* Work instructions *
#1 Answer these from the passage on John Thomas:
(a) From what year was he Bishop of Rochester?
(b) Which Oxford college did he attend?
(c) Where was he instituted rector on 27 January 1738?
#2 Please carry the biography of John Thomas forward from its last sentence, keeping to its plain encyclopedic style.

* Passage shown *
John Thomas (14 October 1712 – 22 August 1793) was an English churchman, Bishop of Rochester from 1774.

==Life==
Born in Carlisle, Cumbria, he was the eldest son of John Thomas (died 1747), vicar of Brampton, Cumberland, by his wife Ann, daughter of Richard Kelsick of Whitehaven, a captain in the merchant service. He was educated at the Carlisle grammar school, and went to The Queen's College, Oxford, matriculating on 17 December 1730. Soon after his admission he received a clerkship from the Provost Joseph Smith (1670–1756).

He became assistant master at an academy in Soho Square, and then private tutor to the younger son of Sir William Clayton, bart., whose sister he later married. On 27 March 1737, Thomas was ordained a deacon, and on 25 September received priest's orders. On 27 January 1738, he was instituted rector of Bletchingley in Surrey, a living in the gift of Sir William Clayton. He graduated B.C.L. on 6 March 1742, and D.C.L. on 25 May 1742, and on 18 January 1749, he was appointed chaplain in ordinary to HM The King (George II), a post which he retained under George III.

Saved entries
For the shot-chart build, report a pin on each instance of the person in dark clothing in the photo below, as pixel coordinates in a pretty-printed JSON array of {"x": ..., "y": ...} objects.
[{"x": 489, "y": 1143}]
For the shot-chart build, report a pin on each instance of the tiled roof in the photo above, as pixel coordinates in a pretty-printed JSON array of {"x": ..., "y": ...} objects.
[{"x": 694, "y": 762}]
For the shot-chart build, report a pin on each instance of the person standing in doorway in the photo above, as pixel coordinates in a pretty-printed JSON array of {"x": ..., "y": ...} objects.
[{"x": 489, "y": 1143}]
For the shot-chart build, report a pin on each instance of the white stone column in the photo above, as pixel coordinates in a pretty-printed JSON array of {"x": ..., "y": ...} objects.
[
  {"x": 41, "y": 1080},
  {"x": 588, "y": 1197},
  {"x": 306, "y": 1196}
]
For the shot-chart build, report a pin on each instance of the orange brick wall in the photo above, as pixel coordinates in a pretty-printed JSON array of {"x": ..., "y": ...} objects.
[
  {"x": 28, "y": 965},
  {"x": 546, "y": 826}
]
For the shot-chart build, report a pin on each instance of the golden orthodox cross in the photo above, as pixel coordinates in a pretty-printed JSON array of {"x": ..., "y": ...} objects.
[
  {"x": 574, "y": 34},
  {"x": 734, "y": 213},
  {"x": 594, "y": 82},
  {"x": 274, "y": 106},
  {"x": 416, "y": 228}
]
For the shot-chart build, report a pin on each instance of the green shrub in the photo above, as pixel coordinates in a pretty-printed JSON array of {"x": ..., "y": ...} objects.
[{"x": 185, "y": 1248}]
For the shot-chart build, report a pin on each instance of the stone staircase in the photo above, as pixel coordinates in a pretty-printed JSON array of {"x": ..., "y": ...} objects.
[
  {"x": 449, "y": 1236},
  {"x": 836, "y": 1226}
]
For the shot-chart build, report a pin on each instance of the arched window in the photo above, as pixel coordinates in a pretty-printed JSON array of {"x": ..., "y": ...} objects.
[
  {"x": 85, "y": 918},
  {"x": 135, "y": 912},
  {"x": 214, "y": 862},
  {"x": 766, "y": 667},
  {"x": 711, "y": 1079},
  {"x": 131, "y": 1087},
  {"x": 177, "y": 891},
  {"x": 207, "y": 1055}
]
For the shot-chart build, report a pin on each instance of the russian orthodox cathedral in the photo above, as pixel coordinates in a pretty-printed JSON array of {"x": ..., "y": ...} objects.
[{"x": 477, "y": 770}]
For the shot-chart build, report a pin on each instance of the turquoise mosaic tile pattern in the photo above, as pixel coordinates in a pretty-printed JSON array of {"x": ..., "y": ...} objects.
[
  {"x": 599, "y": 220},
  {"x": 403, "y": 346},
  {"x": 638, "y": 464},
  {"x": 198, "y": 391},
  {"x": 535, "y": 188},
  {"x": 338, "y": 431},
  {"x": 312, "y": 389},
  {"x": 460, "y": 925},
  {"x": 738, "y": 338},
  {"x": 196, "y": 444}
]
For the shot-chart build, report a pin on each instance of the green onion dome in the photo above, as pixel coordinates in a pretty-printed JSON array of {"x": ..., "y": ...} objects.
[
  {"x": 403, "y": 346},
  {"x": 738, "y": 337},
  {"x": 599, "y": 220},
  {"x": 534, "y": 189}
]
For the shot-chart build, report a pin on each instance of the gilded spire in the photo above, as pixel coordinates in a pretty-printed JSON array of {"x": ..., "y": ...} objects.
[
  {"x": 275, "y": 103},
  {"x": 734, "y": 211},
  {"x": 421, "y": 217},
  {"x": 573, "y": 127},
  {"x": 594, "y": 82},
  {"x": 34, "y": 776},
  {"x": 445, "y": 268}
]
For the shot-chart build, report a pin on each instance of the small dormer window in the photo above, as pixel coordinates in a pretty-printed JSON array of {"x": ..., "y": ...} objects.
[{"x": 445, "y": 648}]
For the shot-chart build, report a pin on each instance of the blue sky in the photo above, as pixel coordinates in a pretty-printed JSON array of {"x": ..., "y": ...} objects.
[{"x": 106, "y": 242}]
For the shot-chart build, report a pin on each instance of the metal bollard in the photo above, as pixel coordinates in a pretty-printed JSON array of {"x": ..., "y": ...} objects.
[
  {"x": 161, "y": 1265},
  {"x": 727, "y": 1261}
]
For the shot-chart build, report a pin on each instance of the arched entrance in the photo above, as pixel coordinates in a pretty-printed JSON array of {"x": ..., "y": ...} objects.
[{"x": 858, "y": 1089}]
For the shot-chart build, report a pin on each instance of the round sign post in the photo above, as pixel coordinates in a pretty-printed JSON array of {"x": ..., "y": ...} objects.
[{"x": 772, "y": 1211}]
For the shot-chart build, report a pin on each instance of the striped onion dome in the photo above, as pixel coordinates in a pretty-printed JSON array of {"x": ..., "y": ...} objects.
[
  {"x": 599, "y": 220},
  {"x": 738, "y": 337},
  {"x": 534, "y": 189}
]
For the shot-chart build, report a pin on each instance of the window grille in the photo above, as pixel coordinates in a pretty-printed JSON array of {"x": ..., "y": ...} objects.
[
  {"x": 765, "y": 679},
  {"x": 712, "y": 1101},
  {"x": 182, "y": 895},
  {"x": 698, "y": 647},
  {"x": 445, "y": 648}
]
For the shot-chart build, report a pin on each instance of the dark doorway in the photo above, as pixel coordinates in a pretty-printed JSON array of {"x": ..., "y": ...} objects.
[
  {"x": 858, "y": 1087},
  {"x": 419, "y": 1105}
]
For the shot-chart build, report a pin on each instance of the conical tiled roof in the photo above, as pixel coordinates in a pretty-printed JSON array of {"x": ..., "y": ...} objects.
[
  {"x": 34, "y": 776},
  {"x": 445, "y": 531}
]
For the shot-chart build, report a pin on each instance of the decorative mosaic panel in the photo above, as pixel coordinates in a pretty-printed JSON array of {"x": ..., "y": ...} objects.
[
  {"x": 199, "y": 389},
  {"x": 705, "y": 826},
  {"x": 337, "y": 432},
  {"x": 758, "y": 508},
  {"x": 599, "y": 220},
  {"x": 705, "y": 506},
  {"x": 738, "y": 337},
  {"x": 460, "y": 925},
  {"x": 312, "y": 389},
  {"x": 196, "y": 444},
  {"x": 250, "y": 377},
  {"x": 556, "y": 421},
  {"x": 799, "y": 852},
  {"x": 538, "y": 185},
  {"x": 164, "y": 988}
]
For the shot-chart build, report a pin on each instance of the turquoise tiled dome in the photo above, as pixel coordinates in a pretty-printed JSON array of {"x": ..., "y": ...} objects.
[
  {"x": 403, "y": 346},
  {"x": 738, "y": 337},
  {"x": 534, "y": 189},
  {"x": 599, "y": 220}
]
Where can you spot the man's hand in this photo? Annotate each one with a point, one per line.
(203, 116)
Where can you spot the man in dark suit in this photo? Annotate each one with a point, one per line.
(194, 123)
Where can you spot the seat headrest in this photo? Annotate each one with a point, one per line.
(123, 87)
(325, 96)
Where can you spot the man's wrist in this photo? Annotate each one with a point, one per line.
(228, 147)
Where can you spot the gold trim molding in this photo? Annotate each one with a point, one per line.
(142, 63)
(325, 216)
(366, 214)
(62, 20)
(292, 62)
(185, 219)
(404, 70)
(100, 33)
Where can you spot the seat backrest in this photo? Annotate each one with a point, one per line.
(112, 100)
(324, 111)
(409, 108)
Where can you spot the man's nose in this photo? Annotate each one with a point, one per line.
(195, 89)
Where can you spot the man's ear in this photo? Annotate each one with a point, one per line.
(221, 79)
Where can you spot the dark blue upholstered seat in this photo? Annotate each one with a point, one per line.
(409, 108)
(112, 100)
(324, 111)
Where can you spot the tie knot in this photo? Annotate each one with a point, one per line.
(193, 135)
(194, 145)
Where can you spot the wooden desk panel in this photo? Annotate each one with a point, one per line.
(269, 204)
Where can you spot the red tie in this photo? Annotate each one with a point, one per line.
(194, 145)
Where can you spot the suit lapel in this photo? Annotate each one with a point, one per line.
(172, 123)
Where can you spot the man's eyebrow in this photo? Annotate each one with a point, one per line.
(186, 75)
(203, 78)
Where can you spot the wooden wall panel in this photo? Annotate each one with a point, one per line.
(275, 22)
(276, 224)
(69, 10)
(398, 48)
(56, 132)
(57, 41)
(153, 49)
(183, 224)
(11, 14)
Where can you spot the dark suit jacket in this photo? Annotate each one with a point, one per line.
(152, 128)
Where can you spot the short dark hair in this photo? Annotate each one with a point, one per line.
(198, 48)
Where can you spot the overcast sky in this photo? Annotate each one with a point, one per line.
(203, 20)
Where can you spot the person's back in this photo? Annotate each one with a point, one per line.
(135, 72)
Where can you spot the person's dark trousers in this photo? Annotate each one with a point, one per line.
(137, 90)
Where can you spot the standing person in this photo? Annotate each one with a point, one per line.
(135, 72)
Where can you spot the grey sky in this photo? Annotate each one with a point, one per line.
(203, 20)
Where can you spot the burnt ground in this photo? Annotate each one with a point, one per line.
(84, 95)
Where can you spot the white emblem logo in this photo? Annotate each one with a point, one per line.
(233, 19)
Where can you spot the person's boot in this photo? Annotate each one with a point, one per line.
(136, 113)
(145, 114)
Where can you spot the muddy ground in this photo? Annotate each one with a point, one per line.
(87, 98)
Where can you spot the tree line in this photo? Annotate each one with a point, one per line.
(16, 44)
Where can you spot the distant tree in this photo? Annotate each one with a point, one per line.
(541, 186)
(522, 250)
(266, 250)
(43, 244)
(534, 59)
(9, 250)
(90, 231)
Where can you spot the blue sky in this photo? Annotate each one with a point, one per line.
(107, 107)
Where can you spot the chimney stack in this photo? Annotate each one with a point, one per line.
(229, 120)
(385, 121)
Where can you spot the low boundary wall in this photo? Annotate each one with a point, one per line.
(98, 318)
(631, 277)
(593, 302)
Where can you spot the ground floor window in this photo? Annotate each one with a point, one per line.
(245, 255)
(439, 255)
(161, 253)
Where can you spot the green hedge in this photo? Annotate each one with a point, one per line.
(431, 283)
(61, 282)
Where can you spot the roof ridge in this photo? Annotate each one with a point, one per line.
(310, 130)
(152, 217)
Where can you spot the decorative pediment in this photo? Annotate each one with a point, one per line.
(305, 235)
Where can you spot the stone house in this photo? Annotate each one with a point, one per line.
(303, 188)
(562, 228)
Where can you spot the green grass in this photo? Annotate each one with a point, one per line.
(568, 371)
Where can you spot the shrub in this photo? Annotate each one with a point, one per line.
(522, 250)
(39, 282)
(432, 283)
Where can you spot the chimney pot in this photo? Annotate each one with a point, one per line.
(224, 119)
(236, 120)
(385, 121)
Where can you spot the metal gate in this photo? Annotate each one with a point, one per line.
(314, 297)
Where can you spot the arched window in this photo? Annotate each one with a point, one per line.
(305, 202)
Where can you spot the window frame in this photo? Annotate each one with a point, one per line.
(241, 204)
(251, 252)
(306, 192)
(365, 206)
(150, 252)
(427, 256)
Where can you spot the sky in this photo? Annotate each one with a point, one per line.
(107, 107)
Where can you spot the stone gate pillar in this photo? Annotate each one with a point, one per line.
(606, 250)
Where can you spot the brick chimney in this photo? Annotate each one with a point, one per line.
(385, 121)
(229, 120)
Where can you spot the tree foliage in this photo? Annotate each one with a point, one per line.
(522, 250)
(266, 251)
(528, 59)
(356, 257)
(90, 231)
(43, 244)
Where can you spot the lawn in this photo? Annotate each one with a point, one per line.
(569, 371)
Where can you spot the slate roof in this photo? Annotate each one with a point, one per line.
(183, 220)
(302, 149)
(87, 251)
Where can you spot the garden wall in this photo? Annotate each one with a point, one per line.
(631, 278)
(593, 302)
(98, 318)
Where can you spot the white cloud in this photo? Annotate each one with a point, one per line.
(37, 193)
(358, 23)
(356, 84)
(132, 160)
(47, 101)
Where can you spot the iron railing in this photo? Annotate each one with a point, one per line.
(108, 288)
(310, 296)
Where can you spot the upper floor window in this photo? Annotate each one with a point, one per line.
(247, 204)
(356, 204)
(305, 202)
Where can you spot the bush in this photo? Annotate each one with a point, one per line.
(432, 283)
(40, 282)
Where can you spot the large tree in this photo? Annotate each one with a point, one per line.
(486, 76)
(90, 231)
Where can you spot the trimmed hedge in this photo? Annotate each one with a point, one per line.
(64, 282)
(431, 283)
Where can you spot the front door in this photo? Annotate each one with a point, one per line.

* Responses in order *
#1
(a) 1774
(b) The Queen's College
(c) Bletchingley in Surrey

#2
On 23 April 1754, he was made a prebendary of Westminster, and in 1762 he was appointed sub-almoner to the archbishop of York. On 7 January 1766, he was instituted to the vicarage of St Bride's, Fleet Street, London, and in 1768 he became Dean of Westminster and of the Order of the Bath.

On 13 November 1774, he was consecrated bishop of Rochester. He marked his episcopacy by repairing the deanery at Rochester and rebuilding the bishop's palace at Bromley, which was in a ruinous state. He died at Bromley on 22 August 1793, and was buried in the vault of the parish church of Bletchingley.

==Works==
Thomas's ‘Sermons and Charges’ were collected and edited after his death by his nephew, George Andrew Thomas, in 1796 (London; 3rd ed. 1803). Several of his sermons were published separately in his lifetime. His portrait in the robes of the Bath, painted by Sir Joshua Reynolds, was formerly in the library of Queen's College. An engraving from it by Joseph Baker is prefixed to his ‘Sermons and Charges.’

==Family==
He was twice married: first, in 1742, to Anne Blackwell, widow of Sir Charles Blackwell, Bt and daughter of Sir William Clayton, 1st Baronet, and Martha Kenrick. She died on 7 July 1772, and on 12 January 1776 he married Elizabeth, daughter of Charles Baldwin of Munslow in Shropshire, and widow of Sir Joseph Yates, judge of the court of king's bench. He left no children. Among other bequests he founded two scholarships at Queen's College for sons of clergymen educated at the grammar school at Carlisle, and during his lifetime he had endowed two similar scholarships at Westminster School.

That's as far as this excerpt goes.